§ **EXERCISE GOAL**
Locate the line containing "point: the brick pillar, center", then please write out that line and all the lines below it in the entries exactly.

§ **ENTRIES PROVIDED**
+---+

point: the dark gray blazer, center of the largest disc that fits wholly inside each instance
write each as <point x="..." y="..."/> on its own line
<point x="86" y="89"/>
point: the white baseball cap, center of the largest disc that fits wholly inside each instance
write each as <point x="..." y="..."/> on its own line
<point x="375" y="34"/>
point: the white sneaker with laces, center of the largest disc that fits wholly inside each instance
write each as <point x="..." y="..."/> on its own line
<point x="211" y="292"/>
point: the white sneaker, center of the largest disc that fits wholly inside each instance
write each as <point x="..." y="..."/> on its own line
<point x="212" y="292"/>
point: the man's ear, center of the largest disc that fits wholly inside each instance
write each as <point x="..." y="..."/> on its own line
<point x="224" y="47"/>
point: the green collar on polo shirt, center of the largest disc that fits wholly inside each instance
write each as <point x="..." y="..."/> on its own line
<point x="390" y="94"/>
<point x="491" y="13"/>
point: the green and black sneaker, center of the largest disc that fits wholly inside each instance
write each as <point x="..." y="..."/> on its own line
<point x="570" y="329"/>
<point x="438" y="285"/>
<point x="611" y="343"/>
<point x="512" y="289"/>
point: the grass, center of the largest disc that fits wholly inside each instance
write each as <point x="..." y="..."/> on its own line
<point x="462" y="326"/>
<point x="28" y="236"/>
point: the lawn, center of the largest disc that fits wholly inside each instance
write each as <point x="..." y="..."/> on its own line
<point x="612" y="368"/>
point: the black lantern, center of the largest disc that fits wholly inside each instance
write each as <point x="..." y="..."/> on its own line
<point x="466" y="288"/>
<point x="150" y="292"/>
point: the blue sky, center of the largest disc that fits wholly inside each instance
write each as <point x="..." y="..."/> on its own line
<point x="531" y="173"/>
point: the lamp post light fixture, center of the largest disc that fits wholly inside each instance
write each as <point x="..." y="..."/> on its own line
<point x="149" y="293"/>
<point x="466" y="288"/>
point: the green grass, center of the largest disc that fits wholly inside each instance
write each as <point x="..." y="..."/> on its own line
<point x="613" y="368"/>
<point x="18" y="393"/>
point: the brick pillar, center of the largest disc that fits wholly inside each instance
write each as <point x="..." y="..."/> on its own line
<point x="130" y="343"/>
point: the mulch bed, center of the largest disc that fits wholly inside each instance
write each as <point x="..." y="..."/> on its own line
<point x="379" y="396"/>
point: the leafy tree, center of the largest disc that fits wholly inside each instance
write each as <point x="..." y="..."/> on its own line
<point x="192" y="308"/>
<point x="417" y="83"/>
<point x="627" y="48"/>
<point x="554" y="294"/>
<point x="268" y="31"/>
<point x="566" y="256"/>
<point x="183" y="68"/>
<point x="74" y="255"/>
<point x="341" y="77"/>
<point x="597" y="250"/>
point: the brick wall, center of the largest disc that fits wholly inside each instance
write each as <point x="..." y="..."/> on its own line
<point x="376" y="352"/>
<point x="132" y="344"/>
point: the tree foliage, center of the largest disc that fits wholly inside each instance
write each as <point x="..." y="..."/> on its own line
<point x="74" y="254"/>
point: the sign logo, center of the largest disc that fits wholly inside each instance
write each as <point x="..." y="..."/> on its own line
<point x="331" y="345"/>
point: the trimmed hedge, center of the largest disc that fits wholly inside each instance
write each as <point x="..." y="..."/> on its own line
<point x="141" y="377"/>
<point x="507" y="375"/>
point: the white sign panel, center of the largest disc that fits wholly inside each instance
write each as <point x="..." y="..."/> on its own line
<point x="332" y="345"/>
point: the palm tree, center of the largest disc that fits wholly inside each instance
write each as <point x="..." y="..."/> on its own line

+---+

§ **RESPONSE TO THIS TASK**
point: the brick pillar, center of the largest disc that fits wholly inside each instance
write each as <point x="..." y="..."/> on its own line
<point x="130" y="343"/>
point: the mulch bed, center of the largest disc that fits wholly inside each instance
write each as <point x="..." y="..."/> on its own line
<point x="379" y="396"/>
point: the leafy tree, center of the largest disc that fits wholly inside each instance
write each as <point x="..." y="..."/> on its own line
<point x="192" y="308"/>
<point x="417" y="83"/>
<point x="627" y="48"/>
<point x="554" y="294"/>
<point x="268" y="31"/>
<point x="566" y="256"/>
<point x="183" y="68"/>
<point x="74" y="255"/>
<point x="341" y="77"/>
<point x="597" y="250"/>
point: the brick wall, center of the largest disc that fits wholly inside each instance
write each as <point x="..." y="..."/> on its own line
<point x="376" y="352"/>
<point x="132" y="344"/>
point: the tree foliage, center of the largest disc that fits wholly inside each instance
write each as <point x="..." y="..."/> on its own line
<point x="74" y="254"/>
point: the sign logo, center of the largest disc that fits wholly inside each instance
write each as <point x="..." y="..."/> on its own line
<point x="331" y="345"/>
point: the trimmed hedge, center of the largest disc that fits wholly inside each instance
write each as <point x="..." y="..."/> on its own line
<point x="141" y="377"/>
<point x="507" y="375"/>
point: the white sign panel, center of the largest disc that fits wholly inside each instance
write each as <point x="..." y="..."/> on its own line
<point x="332" y="345"/>
point: the palm tree, center of the largest disc that fits wholly inside each instance
write each as <point x="..." y="..."/> on its own line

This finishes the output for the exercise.